Die Verfassungsbeschwerde betrifft die Auslegung des Globalentschädigungsabkommens zwischen der ehemaligen DDR und dem Königreich Dänemark vom 3. Dezember 1987, (abgedruckt in: Fieberg/ Reichenbach, Bd. III, Nr. 5.5).

I.

1. Die DDR hat zwischen 1984 und 1987 mit westeuropäischen Staaten eine Reihe so genannter Globalentschädigungsabkommen geschlossen. Dazu zählt das Abkommen zwischen der Regierung des Königreichs Dänemark und der Regierung der Deutschen Demokratischen Republik zur Regelung vermögensrechtlicher und finanzieller Fragen vom 3. Dezember 1987. Art. 6 Abs. 1 dieses Abkommens sah vor, dass mit seinem Inkrafttreten alle zwischen den Abkommenspartnern offenen vermögensrechtlichen und finanziellen Ansprüche abschließend und endgültig geregelt waren.

============================================================

[Kurze Aufgabe 1]: Fasse den Text in zwei Sätzen zusammen.
Der Text und die Einträge haben nichts miteinander zu tun.

[Daten zur Koordinatenbeschriftung]
============================================================

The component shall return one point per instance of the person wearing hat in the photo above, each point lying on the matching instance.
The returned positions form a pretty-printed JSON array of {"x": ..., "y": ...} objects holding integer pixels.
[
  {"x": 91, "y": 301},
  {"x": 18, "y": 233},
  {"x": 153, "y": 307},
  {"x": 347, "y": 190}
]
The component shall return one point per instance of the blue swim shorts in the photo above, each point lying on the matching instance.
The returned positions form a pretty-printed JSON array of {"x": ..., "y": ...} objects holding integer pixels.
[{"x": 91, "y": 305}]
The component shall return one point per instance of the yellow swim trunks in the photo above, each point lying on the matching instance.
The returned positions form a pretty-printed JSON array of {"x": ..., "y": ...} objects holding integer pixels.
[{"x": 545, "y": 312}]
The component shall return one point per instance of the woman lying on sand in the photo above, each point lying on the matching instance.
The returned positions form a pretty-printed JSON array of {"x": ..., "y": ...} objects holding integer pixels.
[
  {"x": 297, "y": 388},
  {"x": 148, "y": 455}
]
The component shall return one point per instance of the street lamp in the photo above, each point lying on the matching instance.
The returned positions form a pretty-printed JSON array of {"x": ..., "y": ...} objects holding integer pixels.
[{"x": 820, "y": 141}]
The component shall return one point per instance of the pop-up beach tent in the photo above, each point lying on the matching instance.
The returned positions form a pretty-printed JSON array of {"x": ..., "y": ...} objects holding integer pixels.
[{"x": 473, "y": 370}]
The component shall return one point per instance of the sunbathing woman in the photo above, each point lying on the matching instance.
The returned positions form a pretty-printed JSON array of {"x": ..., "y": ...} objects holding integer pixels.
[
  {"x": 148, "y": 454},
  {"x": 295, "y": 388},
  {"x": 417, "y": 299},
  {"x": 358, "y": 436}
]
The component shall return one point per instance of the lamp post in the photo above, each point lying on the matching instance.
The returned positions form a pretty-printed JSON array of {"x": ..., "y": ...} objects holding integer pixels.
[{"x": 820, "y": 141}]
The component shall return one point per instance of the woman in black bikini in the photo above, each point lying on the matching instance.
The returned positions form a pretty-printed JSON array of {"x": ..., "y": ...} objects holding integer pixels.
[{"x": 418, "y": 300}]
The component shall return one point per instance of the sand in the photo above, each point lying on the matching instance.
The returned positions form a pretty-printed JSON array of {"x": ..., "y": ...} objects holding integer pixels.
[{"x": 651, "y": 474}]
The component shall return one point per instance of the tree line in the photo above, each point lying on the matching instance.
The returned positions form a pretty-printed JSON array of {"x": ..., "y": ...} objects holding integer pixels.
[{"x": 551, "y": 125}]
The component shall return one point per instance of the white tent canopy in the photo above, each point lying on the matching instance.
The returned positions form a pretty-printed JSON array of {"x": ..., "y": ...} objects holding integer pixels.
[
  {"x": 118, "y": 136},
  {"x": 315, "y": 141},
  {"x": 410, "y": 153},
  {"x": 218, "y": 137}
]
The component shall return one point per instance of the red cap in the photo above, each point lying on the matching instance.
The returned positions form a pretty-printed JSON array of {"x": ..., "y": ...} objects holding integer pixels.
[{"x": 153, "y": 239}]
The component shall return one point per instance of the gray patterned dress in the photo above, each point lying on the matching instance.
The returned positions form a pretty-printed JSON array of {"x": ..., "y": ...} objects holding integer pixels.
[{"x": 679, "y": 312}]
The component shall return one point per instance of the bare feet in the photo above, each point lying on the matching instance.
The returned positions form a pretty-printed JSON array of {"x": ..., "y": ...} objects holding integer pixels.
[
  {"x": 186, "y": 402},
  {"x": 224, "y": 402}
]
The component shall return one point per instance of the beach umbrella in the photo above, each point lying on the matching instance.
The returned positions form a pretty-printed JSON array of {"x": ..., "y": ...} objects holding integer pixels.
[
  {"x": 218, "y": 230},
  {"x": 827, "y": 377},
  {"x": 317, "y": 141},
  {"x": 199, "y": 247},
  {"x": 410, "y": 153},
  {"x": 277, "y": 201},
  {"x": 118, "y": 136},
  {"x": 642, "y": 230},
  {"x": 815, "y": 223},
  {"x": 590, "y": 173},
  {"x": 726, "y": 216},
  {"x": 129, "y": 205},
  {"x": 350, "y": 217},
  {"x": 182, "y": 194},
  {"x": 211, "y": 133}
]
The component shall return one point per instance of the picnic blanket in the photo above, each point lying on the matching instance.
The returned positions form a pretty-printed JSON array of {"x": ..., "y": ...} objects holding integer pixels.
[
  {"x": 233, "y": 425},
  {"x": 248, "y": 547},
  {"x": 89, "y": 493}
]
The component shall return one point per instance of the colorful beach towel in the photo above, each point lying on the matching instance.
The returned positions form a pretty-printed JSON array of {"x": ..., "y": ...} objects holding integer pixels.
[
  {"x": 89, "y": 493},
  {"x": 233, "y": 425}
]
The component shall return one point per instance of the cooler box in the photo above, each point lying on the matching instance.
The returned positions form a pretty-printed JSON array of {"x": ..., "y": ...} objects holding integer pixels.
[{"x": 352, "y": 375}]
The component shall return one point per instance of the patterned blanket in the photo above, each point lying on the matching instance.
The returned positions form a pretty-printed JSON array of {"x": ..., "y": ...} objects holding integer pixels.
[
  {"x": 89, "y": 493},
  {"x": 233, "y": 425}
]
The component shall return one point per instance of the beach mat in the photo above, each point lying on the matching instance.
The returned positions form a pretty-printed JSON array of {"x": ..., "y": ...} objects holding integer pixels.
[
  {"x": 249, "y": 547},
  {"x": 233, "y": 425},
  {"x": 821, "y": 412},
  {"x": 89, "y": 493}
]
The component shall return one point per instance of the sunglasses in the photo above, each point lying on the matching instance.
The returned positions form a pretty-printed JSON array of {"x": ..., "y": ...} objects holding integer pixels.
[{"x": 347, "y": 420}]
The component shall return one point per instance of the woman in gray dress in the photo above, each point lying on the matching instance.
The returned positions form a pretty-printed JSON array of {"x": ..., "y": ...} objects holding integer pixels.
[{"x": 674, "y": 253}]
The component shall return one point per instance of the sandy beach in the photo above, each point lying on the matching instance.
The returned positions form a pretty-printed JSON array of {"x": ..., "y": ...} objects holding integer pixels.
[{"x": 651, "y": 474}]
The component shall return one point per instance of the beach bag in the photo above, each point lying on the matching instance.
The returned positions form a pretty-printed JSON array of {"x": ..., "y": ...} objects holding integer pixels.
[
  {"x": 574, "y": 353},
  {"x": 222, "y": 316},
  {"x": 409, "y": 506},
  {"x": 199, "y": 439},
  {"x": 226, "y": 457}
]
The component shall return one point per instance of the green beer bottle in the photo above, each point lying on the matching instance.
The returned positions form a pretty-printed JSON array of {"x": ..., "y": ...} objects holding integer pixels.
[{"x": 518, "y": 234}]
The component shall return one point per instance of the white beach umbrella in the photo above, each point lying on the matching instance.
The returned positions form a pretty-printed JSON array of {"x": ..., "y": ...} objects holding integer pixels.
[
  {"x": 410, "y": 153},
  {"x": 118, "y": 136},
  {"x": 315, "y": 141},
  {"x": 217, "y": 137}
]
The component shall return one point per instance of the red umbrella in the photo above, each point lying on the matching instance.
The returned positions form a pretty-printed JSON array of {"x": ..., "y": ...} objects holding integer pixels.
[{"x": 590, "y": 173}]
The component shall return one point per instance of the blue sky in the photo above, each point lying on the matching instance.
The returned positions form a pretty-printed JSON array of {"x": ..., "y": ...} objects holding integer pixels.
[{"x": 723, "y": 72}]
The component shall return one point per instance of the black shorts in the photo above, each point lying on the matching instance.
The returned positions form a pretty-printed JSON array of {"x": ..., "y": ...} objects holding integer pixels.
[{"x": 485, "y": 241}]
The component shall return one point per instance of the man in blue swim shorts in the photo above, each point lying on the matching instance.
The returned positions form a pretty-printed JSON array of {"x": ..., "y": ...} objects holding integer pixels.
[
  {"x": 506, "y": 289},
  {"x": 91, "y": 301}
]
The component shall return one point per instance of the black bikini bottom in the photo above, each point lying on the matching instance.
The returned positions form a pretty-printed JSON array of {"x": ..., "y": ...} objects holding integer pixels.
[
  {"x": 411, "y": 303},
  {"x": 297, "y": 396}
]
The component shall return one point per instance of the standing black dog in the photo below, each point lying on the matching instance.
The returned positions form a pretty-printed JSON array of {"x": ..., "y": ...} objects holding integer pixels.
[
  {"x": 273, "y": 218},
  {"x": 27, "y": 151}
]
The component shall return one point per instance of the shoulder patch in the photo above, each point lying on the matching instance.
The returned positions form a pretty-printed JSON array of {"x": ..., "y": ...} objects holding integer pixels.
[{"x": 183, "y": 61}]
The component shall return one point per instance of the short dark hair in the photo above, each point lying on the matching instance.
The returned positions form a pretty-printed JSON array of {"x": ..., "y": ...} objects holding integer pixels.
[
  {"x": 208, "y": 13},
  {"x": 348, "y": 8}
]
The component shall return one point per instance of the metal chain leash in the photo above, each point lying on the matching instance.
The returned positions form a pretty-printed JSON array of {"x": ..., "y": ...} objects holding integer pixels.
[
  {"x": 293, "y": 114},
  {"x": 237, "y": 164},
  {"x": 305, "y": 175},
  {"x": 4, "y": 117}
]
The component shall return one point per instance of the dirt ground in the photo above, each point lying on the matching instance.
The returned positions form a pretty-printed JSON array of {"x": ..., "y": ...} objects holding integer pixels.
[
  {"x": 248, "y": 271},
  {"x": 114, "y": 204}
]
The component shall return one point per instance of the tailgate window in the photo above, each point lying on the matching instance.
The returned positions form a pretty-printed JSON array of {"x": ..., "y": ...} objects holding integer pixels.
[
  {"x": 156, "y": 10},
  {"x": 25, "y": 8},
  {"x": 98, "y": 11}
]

============================================================

[Kurze Aufgabe 2]: Liste bitte jede Zeile der Einträge auf, die die Zeichenfolge „patterned“ enthält, wobei Groß- und Kleinschreibung zählt.

[Antwort 1]: Die Verfassungsbeschwerde betrifft die Auslegung des Globalentschädigungsabkommens zwischen der ehemaligen DDR und dem Königreich Dänemark vom 3. Dezember 1987. Dieses Abkommen gehört zu einer Reihe solcher Abkommen, die die DDR zwischen 1984 und 1987 mit westeuropäischen Staaten schloss, und nach seinem Art. 6 Abs. 1 waren mit seinem Inkrafttreten alle offenen vermögensrechtlichen und finanziellen Ansprüche zwischen den Abkommenspartnern abschließend und endgültig geregelt.

[Antwort 2]:
The component shall return one point per instance of the gray patterned dress in the photo above, each point lying on the matching instance.
The component shall return one point per instance of the patterned blanket in the photo above, each point lying on the matching instance.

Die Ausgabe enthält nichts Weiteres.